Nel medesimo tempo il Santo Padre ha nominato S.E. Mons. Pietro Parolin, Nunzio Apostolico in Venezuela, come nuovo Segretario di Stato. Egli prenderà possesso del suo ufficio il 15 ottobre 2013. 
In quell'occasione, Sua Santità riceverà in Udienza Superiori ed Officiali della Segreteria di Stato, per ringraziare pubblicamente il Card. Tarcisio Bertone per il suo fedele e generoso servizio alla Santa Sede e per presentare loro il nuovo Segretario di Stato.
S.E. Mons. Pietro Parolin 
S.E. Mons. Pietro Parolin è nato a Schiavon (Vicenza) il 17 gennaio 1955.
È stato ordinato sacerdote il 27 aprile 1980 e incardinato nella diocesi di Vicenza.
È laureato in Diritto Canonico.
Entrato nel servizio diplomatico della Santa Sede il 1° luglio 1986, ha prestato la propria opera presso le Rappresentanze Pontificie in Nigeria e in Messico e presso la Sezione per i Rapporti con gli Stati della Segreteria di Stato.

▶ **Compiti da svolgere**:
1: Quali date complete, con giorno, mese e anno, compaiono nel testo sulla nomina del nuovo Segretario di Stato? Elencale tutte.
2: Rispondi a queste domande sul testo sulla nomina del nuovo Segretario di Stato:
(a) In quale località è nato Mons. Pietro Parolin?
(b) In quale diocesi è stato incardinato?
(c) In quali Paesi ha lavorato presso le Rappresentanze Pontificie?
3: Riprendi il testo sulla nomina del nuovo Segretario di Stato, proseguendo dopo la sua ultima frase.

▶ **Dati grezzi**:

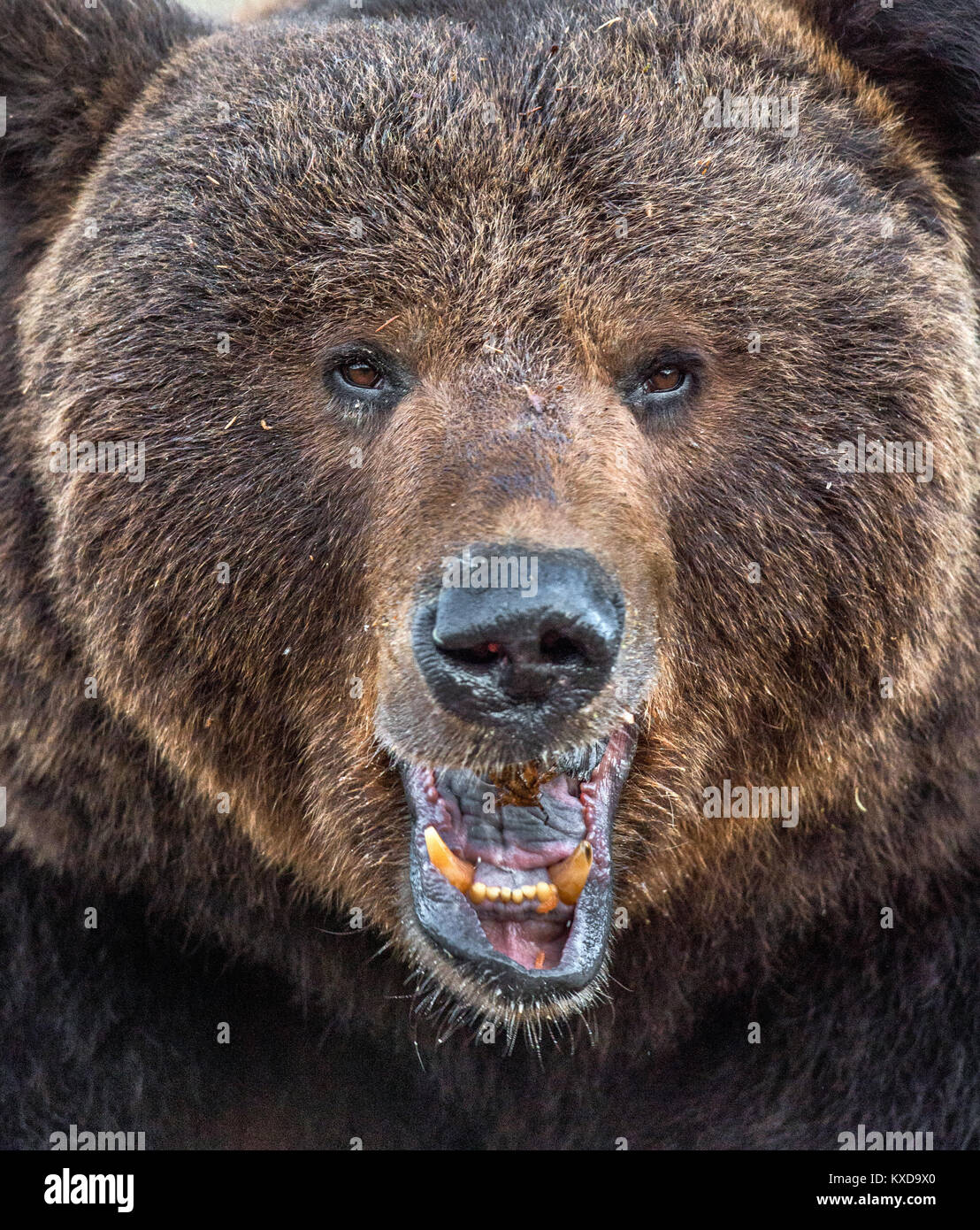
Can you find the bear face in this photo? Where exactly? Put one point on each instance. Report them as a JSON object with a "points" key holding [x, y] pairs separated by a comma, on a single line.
{"points": [[384, 300]]}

▶ **Risposte attese**:
1:
- 15 ottobre 2013
- 17 gennaio 1955
- 27 aprile 1980
- 1° luglio 1986

2:
(a) A Schiavon (Vicenza).
(b) Nella diocesi di Vicenza.
(c) In Nigeria e in Messico.

3:
È stato nominato Sotto-Segretario della Sezione Rapporti con gli Stati della Segreteria di Stato il 30 novembre 2002.
Il 17 agosto 2009 è stato nominato Nunzio Apostolico in Venezuela ed elevato in pari tempo alla sede titolare di Acquapendente, con dignità di Arcivescovo. Ha ricevuto l’ordinazione episcopale dalle mani di Papa Benedetto XVI il 12 settembre dello stesso anno.
Oltre all’italiano, conosce il francese, l’inglese e lo spagnolo. 
[01195-01.01] 

Un Segretario di Stato... vicentino?





di Andrea Tornielli per Vatican Insider 
Papa Francesco potrebbe accogliere domani le dimissioni a suo tempo presentate dal cardinale Segretario di Stato Tarcisio Bertone e secondo diverse indiscrezioni avrebbe deciso di nominare al suo posto l'arcivescovo Pietro Parolin, nunzio apostolico in Venezuela.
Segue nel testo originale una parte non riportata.